Passage Block Start

When we invest in mass transportation what are we getting for our money? What is the return on investment on the purchase of a bus? In creating density? Is the only consideration in hard dollars? Or there other things, stuff, we get that we can’t put a price on? Since density predicts the market for public transportation, creating density is a goal. Density can mean several things. It can mean opportunities for economic growth and we will get to that. Density can refer to the number of people in a location. We can densify a section of town without increasing population in the region. But creating density can also mean something even more valuable. It means creating community. If we create community we also have a sense of belonging, real human connection.
One of the best examples of a strong community is found in the study of The Roseto Effect. Italian immigrants founded the town of Roseto PA in 1912. They built a village where everything was within walking distance. All the houses faced the street with large front porches. The homes had large back yards filled with vegetable gardens, and a pig or a cow. If you were hungry a neighbor would gladly share some food with you. There was no social anxiety because friends and family took care of you when you got old. Most everyone worked in the local granite quarry. In Italy their parents ate plenty of vegetables, fruits, nuts, and seafood. In Roseto seafood wasn’t available so they replaced seafood with pork. When one of them walked home from church, or school or work, they passed front porches fulled with friends and family. They invited each other up on the porch to shared a glass of wine. The adults smoked unfiltered cigars and cigarettes. Then they went home to eat large amounts of food cooked in lard.
Given the lifestyle, diet and so on, people here should have dropped like flies. However in 1964 medical researchers discovered that no one in Roseto under the age of fifty ever suffered a heart attack or stroke. People in the town regularly worked in the granite quarry into their eighties. Roseto had the most people in the US who lived into their hundreds of years. People lived into advanced old age in spite of their diet, smoking, alcohol intake, and at least twenty percent of them lived below the poverty line. Yet everyone expressed a deep contentment with life.

Passage Block End

▸ Exercise aim:
Pick up the passage on transit, density, and the Roseto Effect after its final sentence and keep writing it.

Dataset records Block Start

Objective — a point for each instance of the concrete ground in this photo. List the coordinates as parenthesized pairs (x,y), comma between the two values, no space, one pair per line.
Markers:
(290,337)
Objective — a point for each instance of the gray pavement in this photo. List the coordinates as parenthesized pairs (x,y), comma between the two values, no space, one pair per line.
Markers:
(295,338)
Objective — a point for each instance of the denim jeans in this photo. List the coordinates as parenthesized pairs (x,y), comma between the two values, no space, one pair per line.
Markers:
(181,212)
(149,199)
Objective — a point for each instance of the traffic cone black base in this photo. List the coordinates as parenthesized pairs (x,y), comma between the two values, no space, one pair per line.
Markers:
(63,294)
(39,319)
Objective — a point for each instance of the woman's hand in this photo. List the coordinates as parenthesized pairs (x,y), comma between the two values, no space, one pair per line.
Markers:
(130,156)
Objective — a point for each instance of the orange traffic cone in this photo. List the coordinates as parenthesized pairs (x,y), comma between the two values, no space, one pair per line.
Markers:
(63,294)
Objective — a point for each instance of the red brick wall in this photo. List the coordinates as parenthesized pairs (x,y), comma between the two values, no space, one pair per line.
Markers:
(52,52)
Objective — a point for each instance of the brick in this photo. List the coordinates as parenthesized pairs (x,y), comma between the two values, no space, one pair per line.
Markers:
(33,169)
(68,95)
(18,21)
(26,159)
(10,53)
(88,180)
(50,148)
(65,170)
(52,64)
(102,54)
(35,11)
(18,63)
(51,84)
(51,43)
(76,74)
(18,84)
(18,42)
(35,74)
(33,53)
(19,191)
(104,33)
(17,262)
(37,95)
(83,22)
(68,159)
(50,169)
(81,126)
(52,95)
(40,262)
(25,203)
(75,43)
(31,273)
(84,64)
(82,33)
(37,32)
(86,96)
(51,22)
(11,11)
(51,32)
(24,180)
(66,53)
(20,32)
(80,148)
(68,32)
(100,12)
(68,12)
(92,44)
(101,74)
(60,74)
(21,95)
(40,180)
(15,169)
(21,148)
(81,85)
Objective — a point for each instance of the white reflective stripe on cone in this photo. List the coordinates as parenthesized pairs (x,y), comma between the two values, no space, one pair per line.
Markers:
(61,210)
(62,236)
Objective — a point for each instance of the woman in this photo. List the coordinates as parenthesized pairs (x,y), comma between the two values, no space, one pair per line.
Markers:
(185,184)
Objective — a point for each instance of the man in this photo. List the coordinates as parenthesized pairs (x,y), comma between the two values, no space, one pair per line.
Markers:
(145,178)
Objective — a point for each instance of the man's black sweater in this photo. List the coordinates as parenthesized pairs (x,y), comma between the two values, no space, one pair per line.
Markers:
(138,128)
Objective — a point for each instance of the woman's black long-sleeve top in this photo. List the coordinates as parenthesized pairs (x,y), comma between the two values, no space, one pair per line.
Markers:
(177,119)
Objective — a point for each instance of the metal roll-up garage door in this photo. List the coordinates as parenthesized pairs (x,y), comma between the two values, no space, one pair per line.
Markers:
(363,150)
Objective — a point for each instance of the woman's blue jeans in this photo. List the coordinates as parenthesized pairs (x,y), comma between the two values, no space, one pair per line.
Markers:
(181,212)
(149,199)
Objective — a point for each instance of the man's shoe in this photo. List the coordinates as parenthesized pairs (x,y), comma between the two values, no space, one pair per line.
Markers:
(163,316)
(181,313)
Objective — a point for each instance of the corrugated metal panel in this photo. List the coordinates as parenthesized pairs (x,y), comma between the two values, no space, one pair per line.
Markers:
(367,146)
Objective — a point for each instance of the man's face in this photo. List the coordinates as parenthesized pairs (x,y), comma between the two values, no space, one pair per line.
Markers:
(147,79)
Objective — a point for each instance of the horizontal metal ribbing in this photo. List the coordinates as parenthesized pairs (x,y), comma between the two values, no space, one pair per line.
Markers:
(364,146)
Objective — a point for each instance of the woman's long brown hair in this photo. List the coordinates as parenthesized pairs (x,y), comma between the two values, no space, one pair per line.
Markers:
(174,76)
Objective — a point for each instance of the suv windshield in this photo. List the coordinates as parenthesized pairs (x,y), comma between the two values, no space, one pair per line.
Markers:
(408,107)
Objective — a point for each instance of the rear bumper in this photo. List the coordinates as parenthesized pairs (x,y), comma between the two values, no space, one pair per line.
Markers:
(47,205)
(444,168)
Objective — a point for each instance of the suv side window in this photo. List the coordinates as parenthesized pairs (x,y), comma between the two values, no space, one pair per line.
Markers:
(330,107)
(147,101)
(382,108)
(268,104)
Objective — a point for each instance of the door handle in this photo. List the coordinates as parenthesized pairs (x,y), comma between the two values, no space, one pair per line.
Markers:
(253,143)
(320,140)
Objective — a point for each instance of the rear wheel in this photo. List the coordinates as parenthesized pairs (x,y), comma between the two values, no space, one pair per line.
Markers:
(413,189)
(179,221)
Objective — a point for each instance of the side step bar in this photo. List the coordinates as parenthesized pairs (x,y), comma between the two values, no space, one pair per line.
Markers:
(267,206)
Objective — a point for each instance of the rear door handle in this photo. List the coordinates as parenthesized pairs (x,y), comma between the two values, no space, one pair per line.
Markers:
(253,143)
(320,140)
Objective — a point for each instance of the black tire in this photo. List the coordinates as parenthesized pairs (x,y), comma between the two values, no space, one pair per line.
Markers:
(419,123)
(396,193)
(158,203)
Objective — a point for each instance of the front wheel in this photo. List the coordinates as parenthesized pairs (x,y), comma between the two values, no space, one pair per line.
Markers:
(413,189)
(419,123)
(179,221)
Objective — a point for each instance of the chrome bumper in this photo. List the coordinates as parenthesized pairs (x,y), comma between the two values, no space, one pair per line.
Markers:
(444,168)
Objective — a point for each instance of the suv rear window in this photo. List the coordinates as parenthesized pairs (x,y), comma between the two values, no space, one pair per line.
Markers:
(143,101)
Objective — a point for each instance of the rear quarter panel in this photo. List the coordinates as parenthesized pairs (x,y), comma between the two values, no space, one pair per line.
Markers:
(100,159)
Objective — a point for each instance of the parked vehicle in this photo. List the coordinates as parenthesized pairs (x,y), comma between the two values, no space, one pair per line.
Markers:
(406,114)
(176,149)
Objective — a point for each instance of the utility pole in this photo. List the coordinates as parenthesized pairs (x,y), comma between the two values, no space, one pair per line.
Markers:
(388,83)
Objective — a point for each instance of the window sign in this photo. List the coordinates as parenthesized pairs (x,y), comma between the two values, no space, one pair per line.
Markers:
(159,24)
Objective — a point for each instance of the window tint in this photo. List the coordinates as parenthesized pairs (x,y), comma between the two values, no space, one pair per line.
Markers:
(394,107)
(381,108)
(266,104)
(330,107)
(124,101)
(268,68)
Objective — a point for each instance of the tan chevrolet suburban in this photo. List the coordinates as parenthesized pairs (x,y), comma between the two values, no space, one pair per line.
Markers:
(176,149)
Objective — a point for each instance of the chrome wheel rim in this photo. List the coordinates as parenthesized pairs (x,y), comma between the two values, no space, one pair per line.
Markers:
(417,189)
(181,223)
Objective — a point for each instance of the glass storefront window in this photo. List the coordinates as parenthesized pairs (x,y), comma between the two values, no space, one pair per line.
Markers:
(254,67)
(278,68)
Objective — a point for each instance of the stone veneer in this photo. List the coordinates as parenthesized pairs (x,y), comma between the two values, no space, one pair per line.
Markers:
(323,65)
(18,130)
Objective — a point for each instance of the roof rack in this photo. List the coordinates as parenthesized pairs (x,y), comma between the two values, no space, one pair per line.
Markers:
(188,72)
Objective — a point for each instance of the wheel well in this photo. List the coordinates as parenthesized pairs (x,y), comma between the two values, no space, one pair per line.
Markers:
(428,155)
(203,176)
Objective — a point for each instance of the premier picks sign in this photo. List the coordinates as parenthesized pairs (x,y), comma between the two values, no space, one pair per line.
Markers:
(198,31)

Dataset records Block End

▸ Exercise answer:
There have been a number of theories floated about how The Roseto Effect worked. Such as strong family ties, that sense of contentment even in poverty, and I’m sure someone along the way chimed in with genetics. All these factors are legitimate. But I find that perhaps the best explanation is related to family ties: the sense of community. A strong social network built on walking among your fellow human beings, talking to each other, relating, teaching each other, and exchanging ideas. Nothing beats it for a long and happy life. Or at least that is the conclusion we get from The Roseto Effect.
Now how to build this information into our Smart Neighborhood? We can’t force people into community but we can copy some of the physical qualities into the SNI. Let’s start with a wide walkable street along the Razorback Trail or an extension of the same. These streets/trails lead to a station for buses, perhaps a train, with racks for bikes or scooters, a driveway for cars, or even a parking garage. On one side of the street/walking trail are houses with big front porches, while on the other side are the stores that offer retail shopping. This way people go to or arrive at the station, walk home, or walk to shopping via the trail. The residents are among people they know. Knowing everyone is the area will reduce crime too.
If there are streets for cars, or delivery trucks, these are behind the houses. The houses with garages have the entrance behind the house too. The blocks are short, the streets a bit narrow with a canopy of trees. Blocks like this tend to cause people to slow down. This is much better than the speed bumps or speed tables that damage cars tires and suspension.
In the Strong Towns article about Kansas City we find that you don’t have to jam people together into small cramped living quarters to achieve density. The houses in the Smart Neighborhood can be duplexes, triplexes, or quadraplexes for affordable housing. For our purposes affordable housing is housing that a working person can buy or rent on their wages. We can also include housing for the poor as well which may be the same type of housing or most likely will be apartments.
I kind of like the idea of a series of duplex houses arranged around the perimeter of a block with the interior made up a playground and garden. We can play with layouts but the goal is to make this livable and inviting for residents. We want people to move into our Smart Neighborhood.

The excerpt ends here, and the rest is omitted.